• Aim of the task: Pictures are not part of the copy; repeat everything else in the records exactly.

## START Records for this exercise

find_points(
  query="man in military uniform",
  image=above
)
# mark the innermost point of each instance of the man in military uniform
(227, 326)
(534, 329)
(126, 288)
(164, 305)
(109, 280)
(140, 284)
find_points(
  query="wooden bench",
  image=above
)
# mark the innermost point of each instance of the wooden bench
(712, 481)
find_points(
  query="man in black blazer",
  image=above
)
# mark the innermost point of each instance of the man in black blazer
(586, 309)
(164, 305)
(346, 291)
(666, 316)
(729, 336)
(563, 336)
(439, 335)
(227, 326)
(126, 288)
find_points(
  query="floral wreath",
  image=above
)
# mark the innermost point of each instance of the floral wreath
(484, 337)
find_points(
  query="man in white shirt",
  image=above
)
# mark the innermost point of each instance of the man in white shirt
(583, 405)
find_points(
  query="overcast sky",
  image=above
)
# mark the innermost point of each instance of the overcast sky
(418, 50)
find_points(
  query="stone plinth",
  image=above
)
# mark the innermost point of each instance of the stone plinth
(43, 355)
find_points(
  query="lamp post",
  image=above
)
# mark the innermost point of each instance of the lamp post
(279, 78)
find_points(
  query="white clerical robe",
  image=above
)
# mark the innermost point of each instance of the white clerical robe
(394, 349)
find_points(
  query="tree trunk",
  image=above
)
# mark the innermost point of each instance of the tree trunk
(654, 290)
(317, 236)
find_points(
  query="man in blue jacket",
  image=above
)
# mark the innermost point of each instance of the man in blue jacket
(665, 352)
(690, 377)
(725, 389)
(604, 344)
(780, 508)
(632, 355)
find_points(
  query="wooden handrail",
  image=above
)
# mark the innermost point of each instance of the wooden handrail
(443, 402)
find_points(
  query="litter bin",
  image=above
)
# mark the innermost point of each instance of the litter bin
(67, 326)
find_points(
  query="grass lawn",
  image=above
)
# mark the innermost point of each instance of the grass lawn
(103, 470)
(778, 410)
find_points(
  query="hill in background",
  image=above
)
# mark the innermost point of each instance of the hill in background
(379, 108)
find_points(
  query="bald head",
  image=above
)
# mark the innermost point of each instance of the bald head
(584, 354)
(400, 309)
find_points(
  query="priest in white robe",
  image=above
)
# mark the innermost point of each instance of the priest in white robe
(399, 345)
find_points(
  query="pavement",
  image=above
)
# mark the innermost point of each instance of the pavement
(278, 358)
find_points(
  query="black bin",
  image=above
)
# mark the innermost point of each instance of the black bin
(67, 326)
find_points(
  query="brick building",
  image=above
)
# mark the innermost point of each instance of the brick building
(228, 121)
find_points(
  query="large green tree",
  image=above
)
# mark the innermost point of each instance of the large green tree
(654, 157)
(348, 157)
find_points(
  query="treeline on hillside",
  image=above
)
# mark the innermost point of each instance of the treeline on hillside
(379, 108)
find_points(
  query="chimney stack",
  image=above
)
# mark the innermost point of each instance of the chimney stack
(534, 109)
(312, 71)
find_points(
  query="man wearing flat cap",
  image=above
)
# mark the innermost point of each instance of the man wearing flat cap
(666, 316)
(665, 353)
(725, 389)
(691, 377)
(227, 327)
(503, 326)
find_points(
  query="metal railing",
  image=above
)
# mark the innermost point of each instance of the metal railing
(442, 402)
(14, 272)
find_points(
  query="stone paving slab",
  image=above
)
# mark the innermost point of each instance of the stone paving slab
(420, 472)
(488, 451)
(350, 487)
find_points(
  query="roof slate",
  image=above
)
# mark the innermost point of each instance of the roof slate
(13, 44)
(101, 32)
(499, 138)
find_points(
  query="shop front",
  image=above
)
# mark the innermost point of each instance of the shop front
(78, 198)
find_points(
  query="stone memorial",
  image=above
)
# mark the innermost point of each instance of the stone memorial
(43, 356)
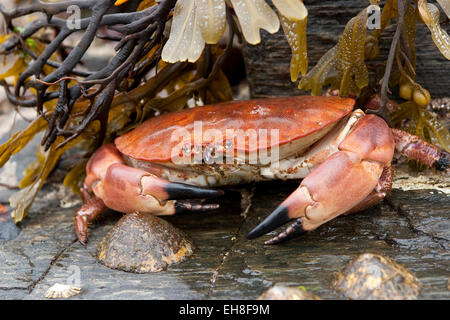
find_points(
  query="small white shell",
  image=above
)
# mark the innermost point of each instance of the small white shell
(61, 291)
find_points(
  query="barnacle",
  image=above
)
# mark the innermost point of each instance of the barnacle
(62, 291)
(430, 16)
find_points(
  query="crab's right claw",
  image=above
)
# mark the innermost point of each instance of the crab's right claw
(337, 185)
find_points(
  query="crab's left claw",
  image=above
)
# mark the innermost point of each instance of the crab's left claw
(341, 182)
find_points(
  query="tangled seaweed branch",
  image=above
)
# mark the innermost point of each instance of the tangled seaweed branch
(140, 32)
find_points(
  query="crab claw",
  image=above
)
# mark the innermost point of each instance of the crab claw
(189, 206)
(177, 191)
(337, 185)
(298, 201)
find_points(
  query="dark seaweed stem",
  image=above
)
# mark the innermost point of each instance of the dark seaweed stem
(141, 31)
(383, 110)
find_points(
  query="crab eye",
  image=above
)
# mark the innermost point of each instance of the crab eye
(228, 144)
(186, 148)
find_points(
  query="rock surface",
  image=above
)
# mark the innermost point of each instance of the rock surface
(374, 277)
(281, 292)
(142, 243)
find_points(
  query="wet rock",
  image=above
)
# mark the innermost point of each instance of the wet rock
(143, 243)
(8, 229)
(374, 277)
(281, 292)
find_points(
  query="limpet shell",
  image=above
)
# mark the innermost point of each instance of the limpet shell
(59, 290)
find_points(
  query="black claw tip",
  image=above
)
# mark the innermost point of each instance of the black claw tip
(187, 206)
(274, 220)
(185, 191)
(293, 231)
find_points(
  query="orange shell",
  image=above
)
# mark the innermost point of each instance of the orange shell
(295, 117)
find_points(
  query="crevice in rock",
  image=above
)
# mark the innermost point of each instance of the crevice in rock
(49, 267)
(441, 242)
(234, 239)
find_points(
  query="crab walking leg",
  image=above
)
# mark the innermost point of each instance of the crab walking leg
(91, 209)
(127, 189)
(338, 184)
(415, 148)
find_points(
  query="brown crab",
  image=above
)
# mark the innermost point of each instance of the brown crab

## END Records for this exercise

• Exercise response:
find_points(
  query="man in military uniform",
  image=above
)
# mark the innermost point of each instance of the man in military uniform
(227, 326)
(534, 329)
(126, 288)
(164, 305)
(109, 280)
(140, 284)
find_points(
  query="wooden bench",
  image=above
)
# mark the innermost point of each instance of the wooden bench
(712, 481)
find_points(
  query="man in black blazer",
  image=above
)
# mark the innermost point of each instance of the man in black blazer
(586, 309)
(164, 305)
(346, 291)
(666, 316)
(729, 336)
(563, 336)
(439, 335)
(227, 326)
(126, 288)
find_points(
  query="floral wreath",
  image=above
)
# mark the innermost point of each instance of the floral wreath
(484, 337)
find_points(
  query="man in white shirt",
  image=above
)
# mark the innermost point of each instance of the man in white shirt
(583, 405)
find_points(
  query="overcast sky",
  image=above
)
# mark the innermost point of each instance of the overcast sky
(418, 50)
find_points(
  query="stone plinth",
  image=above
)
# mark the innermost point of each instance of the stone plinth
(43, 355)
find_points(
  query="lamp post",
  image=above
)
# mark the innermost point of each instance of the lamp post
(279, 78)
find_points(
  query="white clerical robe",
  image=above
)
# mark the innermost point of each instance of the white clerical robe
(394, 349)
find_points(
  query="tree trunk",
  image=above
)
# mark the innermost point of each instance of the tree trunk
(654, 290)
(317, 236)
find_points(
  query="man in blue jacket",
  image=above
)
# mark the innermost point of each instance of the man in blue jacket
(665, 352)
(690, 377)
(725, 389)
(604, 344)
(780, 508)
(632, 355)
find_points(
  query="wooden handrail",
  image=above
)
# mark the innermost point of each instance of the wooden handrail
(443, 402)
find_points(
  query="litter bin",
  image=above
)
# mark the innermost point of each instance of the litter bin
(67, 326)
find_points(
  query="grass lawn",
  image=above
)
# mark the innermost point of each instance of the grass lawn
(103, 470)
(778, 410)
find_points(
  query="hill in background",
  image=above
)
# mark the innermost point of each instance of the hill in background
(379, 108)
find_points(
  query="bald head",
  image=above
)
# mark the innermost point of each instance of the bald head
(584, 354)
(400, 309)
find_points(
  query="priest in white robe",
  image=above
)
# mark the innermost point of each instance of the priest in white robe
(399, 345)
find_points(
  query="pavement",
  image=above
)
# mark the innermost point of each instance of the pavement
(278, 358)
find_points(
  query="black bin",
  image=above
)
# mark the innermost point of each instance of the black bin
(67, 326)
find_points(
  query="brick building",
  image=above
)
# mark the innermost point of each instance of the brick building
(228, 121)
find_points(
  query="large green tree",
  image=above
)
# mark the innermost point of each instance of the large green tree
(654, 157)
(348, 157)
find_points(
  query="treeline on hillside",
  image=above
)
# mark the innermost point of each instance of the treeline on hillside
(379, 108)
find_points(
  query="chimney stack",
  image=above
)
# mark the innermost point of each instance of the chimney stack
(534, 109)
(312, 71)
find_points(
  query="man wearing flat cap",
  image=above
)
# mark the innermost point of each instance of the man wearing flat cap
(666, 316)
(665, 353)
(725, 389)
(691, 377)
(227, 327)
(503, 326)
find_points(
  query="metal railing",
  image=above
)
# mark the innermost point of each instance of the metal railing
(442, 402)
(14, 272)
find_points(
  query="stone paving slab",
  image=above
)
# mark the innermost point of each instance of the stone paving slab
(420, 472)
(488, 451)
(350, 487)
find_points(
  query="roof slate",
  image=above
)
# mark the innermost point of each instance of the roof slate
(13, 44)
(101, 32)
(499, 138)
find_points(
  query="shop front",
  image=above
)
# mark the innermost point of each instance of the shop front
(78, 198)
find_points(
  query="stone memorial",
  image=above
)
# mark the innermost point of each instance of the stone memorial
(43, 356)
find_points(
  query="small white shell",
  image=above
)
# mark the innermost point of each instance of the small white shell
(61, 291)
find_points(
  query="barnacle",
  image=above
)
# mark the innermost point of each instance of the barnacle
(62, 291)
(430, 16)
find_points(
  query="crab's right claw",
  image=above
)
# mark the innermost point of each instance of the crab's right claw
(337, 185)
find_points(
  query="crab's left claw",
  image=above
)
# mark the innermost point of each instance of the crab's left claw
(341, 182)
find_points(
  query="tangled seaweed branch",
  image=above
)
# mark the innermost point of each instance of the tangled seaweed branch
(140, 32)
find_points(
  query="crab claw",
  image=above
)
# mark the innermost point of each instance of the crab claw
(189, 206)
(177, 191)
(337, 185)
(298, 201)
find_points(
  query="dark seaweed stem",
  image=above
)
# mark the innermost point of each instance of the dark seaweed stem
(141, 31)
(383, 110)
find_points(
  query="crab eye",
  image=above
)
# mark the innermost point of each instance of the crab eye
(228, 144)
(186, 148)
find_points(
  query="rock surface",
  image=above
)
# mark the innermost point of each instance of the rock surface
(374, 277)
(281, 292)
(142, 243)
find_points(
  query="wet rock",
  image=above
)
# mark the innermost point of each instance of the wet rock
(143, 243)
(8, 229)
(374, 277)
(281, 292)
find_points(
  query="limpet shell",
  image=above
)
# mark the innermost point of each instance of the limpet shell
(59, 290)
find_points(
  query="black claw tip",
  image=above
)
# mark the innermost point of each instance of the black claw tip
(187, 206)
(274, 220)
(185, 191)
(293, 231)
find_points(
  query="orange shell",
  image=above
)
# mark the innermost point of each instance of the orange shell
(295, 117)
find_points(
  query="crevice in rock",
  image=above
)
# mark the innermost point of each instance of the crevice in rock
(49, 267)
(441, 242)
(234, 239)
find_points(
  query="crab walking leg",
  image=above
)
# mark the innermost point of each instance of the crab walking leg
(91, 209)
(127, 189)
(338, 184)
(415, 148)
find_points(
  query="brown crab",
  image=above
)
# mark the innermost point of each instance of the brown crab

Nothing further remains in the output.